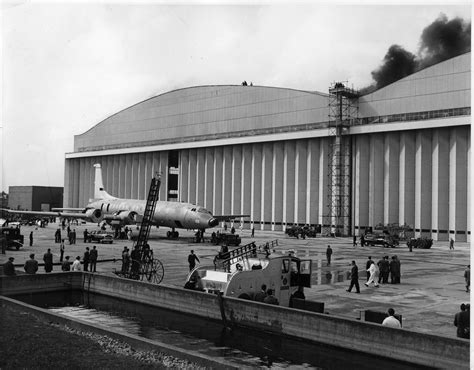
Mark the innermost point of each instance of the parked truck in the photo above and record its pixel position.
(242, 274)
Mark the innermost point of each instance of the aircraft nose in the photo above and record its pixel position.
(213, 222)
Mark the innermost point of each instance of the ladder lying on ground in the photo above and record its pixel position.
(146, 268)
· · · · · · ·
When you copy the data, keep every line exact and leave out each picture.

▶ _Reply to the task_:
Mark the innermost point of each instance of the parked truck in the photo above and record its pixel position.
(242, 274)
Mark the innermost point of each instance of the aircraft nose in the photo above and record its pixel position.
(213, 222)
Mark the innermost point of each instance of the ladder lying on ground in the photo above and record its pixel position.
(146, 268)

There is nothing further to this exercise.